• _SELECTED TEXT_
But it also eliminates all department heads since they are all titled as, “Directors,” not managers. So who exactly is responsible for purchasing? The responsibility statement is vague, and needs to be clearly defined. Moving past the statement of responsibility, we come to the, “When to Use,” section. “Purchase orders must be used when purchases or aggregate purchases will exceed $500. 00, unless; the purchase is for travel, accommodations or training courses, in which case a purchase order must always be used. ” The exemptions from requiring a purchase order at all are: utilities, rent, phone, employee expenses, or vehicle lease agreements.
All purchase orders must be authorized pre-purchase by finance and sent to Accounts Payable. Blanket purchase orders for purchases from the same supplier or vendor for items such as “water,” must be pre-approved and can last for a duration of 6 or 12 months. The section is poorly defined, unclear and contradictory. The first contradiction is that a purchase order is always required for travel and accommodations expenses, yet employee expenses are exempt; even though a large number of travel and accommodation expenses would typically be incurred by employees.
The second contradiction is that utilities are exempt but blanket purchase orders for purchases such as, “water,” can be pre-approved. Is water not a utility? What specifically are: finance, utilities, and travel? How do you pre-approve aggregate expenses when you are unsure the aggregate total will exceed $500. 00? This section requires clear definitions and instructions to be certain that a clear process and clarity of requirements is provided. To conclude this Policy, there is a sample purchase order form. The form contains no standard terms and conditions and requires two authorized signatures.

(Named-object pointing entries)
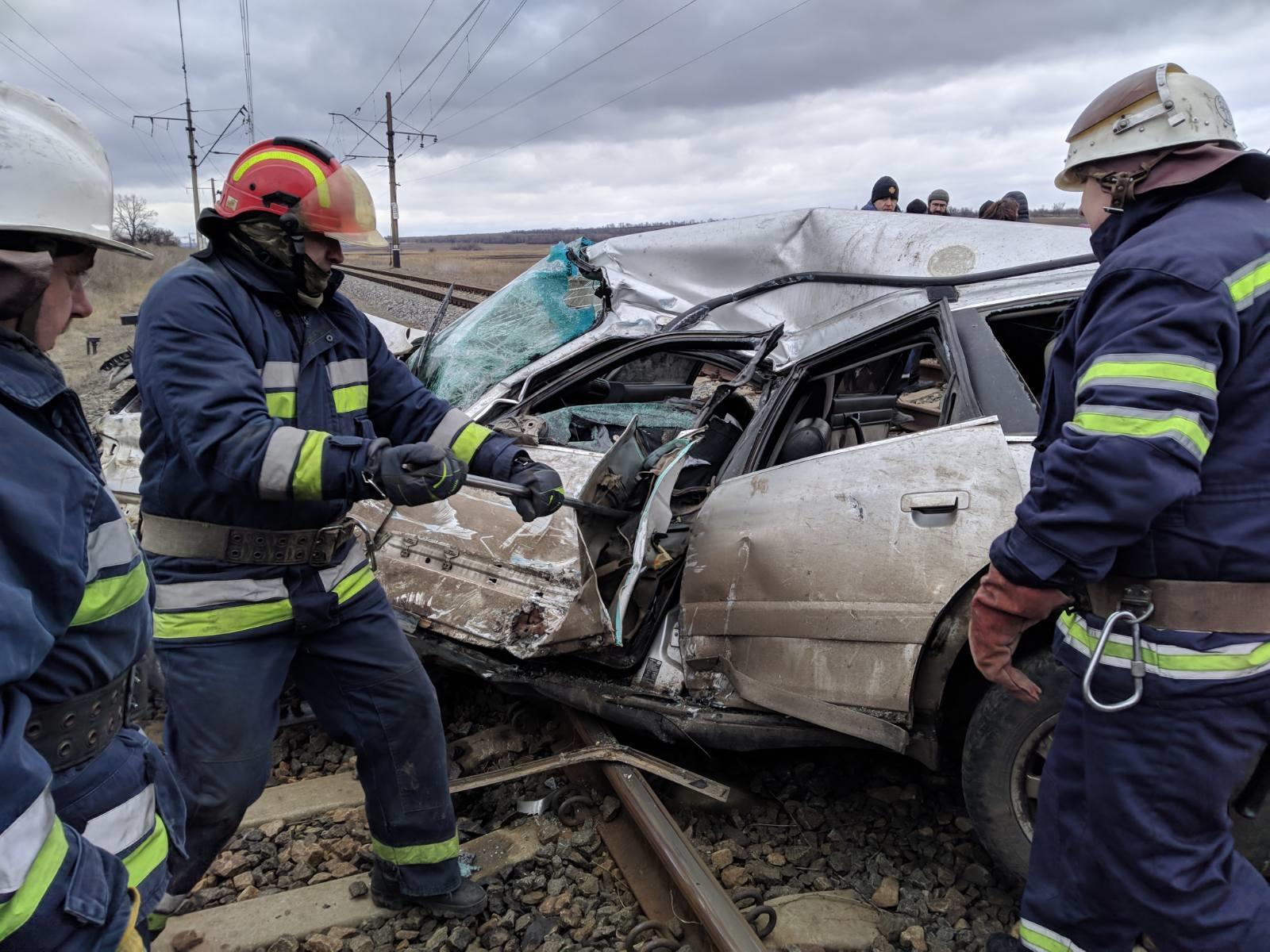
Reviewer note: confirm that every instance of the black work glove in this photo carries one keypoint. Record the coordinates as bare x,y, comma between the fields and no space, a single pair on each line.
414,474
548,489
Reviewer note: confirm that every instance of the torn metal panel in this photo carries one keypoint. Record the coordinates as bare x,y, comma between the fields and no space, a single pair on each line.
658,274
823,575
470,569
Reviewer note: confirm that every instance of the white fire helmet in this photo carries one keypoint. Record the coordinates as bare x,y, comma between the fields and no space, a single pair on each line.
54,175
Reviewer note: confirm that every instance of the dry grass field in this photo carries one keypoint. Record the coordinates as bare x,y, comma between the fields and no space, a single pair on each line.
116,286
491,267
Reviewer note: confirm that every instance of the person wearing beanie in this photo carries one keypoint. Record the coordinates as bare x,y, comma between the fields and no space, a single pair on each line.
886,196
1022,203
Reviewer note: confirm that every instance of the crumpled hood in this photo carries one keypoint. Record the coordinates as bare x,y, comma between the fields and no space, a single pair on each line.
23,278
658,274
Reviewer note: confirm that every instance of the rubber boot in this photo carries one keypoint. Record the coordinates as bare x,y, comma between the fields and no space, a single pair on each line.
469,899
1001,942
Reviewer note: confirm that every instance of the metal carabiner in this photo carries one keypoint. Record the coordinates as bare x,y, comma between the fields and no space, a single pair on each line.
1137,666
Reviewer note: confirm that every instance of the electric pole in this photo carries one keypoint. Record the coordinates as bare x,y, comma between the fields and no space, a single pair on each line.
397,244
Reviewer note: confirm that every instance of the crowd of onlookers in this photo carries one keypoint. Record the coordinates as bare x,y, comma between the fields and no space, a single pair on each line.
1011,206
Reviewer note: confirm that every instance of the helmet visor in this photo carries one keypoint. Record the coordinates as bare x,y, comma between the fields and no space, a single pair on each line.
340,206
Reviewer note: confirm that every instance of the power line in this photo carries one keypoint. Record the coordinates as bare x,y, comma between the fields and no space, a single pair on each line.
572,73
452,55
479,59
480,4
622,95
395,59
67,56
245,19
533,63
32,60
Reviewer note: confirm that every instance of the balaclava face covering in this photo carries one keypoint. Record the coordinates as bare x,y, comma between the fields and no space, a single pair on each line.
266,240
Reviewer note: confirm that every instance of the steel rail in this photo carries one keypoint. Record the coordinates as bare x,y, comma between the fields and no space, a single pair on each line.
725,926
418,279
414,289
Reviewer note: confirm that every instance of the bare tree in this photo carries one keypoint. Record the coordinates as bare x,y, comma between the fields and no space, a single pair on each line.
133,219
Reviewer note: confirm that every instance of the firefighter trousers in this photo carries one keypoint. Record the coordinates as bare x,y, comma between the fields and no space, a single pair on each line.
1133,833
368,689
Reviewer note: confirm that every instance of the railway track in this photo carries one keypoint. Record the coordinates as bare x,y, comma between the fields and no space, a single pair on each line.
681,900
433,289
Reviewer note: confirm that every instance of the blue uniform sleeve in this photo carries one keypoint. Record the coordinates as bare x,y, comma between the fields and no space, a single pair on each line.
406,412
1149,366
197,374
46,869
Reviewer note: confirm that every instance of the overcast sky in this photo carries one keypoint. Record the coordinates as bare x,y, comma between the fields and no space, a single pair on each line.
808,109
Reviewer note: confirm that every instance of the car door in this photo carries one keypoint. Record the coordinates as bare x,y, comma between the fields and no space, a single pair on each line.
821,578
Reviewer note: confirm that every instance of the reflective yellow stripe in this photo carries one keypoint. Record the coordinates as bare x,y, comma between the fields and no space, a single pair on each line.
148,856
1250,285
107,597
283,404
220,621
348,399
1176,660
306,482
1045,941
469,441
23,903
302,160
347,588
1130,424
421,854
1149,371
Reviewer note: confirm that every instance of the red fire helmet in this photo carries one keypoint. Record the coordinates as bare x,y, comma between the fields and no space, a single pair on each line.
298,177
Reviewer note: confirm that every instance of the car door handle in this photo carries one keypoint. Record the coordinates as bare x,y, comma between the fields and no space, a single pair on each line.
935,509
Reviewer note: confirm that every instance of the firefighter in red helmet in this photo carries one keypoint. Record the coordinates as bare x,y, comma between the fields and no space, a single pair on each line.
271,405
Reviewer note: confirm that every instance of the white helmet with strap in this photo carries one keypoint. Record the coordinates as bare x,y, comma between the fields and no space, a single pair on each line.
54,175
1161,107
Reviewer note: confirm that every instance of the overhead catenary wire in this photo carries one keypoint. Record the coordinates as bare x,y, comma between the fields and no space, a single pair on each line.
622,95
397,59
67,57
529,65
452,55
476,10
475,67
572,73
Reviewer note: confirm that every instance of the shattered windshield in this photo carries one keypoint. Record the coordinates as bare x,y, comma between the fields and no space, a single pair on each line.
541,310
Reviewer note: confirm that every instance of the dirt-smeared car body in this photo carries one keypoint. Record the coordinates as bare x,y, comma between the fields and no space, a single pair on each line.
812,471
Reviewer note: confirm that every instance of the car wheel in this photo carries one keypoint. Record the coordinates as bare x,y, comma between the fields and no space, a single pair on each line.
1003,758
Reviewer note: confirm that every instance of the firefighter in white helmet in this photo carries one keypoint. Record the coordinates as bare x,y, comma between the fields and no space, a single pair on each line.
1149,517
88,808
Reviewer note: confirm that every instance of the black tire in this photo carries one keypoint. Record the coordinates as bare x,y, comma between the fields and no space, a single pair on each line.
1003,761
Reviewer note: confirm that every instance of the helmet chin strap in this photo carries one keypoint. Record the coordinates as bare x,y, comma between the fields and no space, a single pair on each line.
1121,184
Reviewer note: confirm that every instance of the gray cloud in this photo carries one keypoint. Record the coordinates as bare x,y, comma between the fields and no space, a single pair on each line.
806,111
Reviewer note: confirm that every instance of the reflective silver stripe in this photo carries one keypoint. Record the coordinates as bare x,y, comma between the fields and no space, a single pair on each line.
181,596
344,372
124,825
21,843
279,374
1184,427
1041,939
1250,282
279,461
450,427
110,545
1156,653
332,577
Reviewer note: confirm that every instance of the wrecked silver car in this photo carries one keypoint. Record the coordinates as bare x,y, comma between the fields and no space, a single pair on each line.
816,423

• _THE EXERCISE_
Write the next part of the critique of the purchase order policy, starting after its final sentence.

• _WRITTEN ANSWER_
We will shortly come to the Delegation of Authority form, which empowers individuals with signing authority based on dollar limits. I will assume, since there is no explanation that this must be one of the required signatures. Again, for lack of clarity and an assumption based on the previous section, the second signature must be from finance. This needs to be defined. There should also be standard terms and conditions to cover minimally, the basics related to delivery (if required), cancellation, dollar limit, procedure for differences or additionally added items, legal remedies, and compliance toprovincial and federal law. Delegation of Authority The delegation of authority empowers the named individual with signing authority for a set dollar limit and temporary authority to initiate, process, and review business transactions. The individual must also provide a back-up delegation authority who can sign for the delegated authority if they are absent for more than a week. Other than having very confusing wording, this form does not take into account emergency situations where a signature requirement could occur in less than a weeks’ time. Capital Expenditure Policy
The Capital Expenditure Policy is for, “items purchased with related spending benefits that extend beyond one year. ” Examples are: “Air Trailers, computers, office furniture, certain major repairs to extend the life of an asset, etc. ” There are two categories of capital spend, those budgeted for and those not budgeted for. Unbudgeted capital spend has separate limits. There is a, “management discretionary fund,” for up to $100,000. 00 per quarter for items outside of the budget. If an individual is requesting capital for a budgeted item, the following applies: Required Approval
My recommendation following analysis is that an RFP Policy be implemented to replace the existing purchasing policies. The following section details the plan of action to implement the new policy. It will be my recommendation to build and implement the policy by January 2015. Plan of Action The components to build a RFP Policy follow the contract management lifecycle of: Initiate, Bid, Develop, Negotiate, and Manage. Many processes have been implemented over the past two years confirming that the organization has evolved from a compilation of mom and pop companies to process-driven, strategic organization.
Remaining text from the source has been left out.